## WHAT IS EXPECTED
Rewrite the listing below, putting "giant panda" in place of "black and white panda" wherever it occurs and changing nothing else.

==== DATA LINES ====

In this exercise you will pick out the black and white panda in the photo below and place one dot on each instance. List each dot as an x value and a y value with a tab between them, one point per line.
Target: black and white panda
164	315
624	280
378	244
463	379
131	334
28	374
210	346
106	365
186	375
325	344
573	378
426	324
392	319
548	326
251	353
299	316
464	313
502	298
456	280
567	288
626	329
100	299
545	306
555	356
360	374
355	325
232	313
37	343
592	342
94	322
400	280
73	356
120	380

====

## ANSWER
In this exercise you will pick out the giant panda in the photo below and place one dot on each instance. List each dot as an x value and a y value with a tab between them, one point per line.
Target: giant panda
164	315
624	280
378	244
463	379
131	334
28	374
210	346
106	365
186	375
325	344
573	378
426	324
392	319
548	326
251	353
299	316
464	313
502	298
456	280
567	288
626	329
100	299
545	306
555	356
360	374
355	325
232	313
37	343
592	342
94	322
400	280
73	356
120	380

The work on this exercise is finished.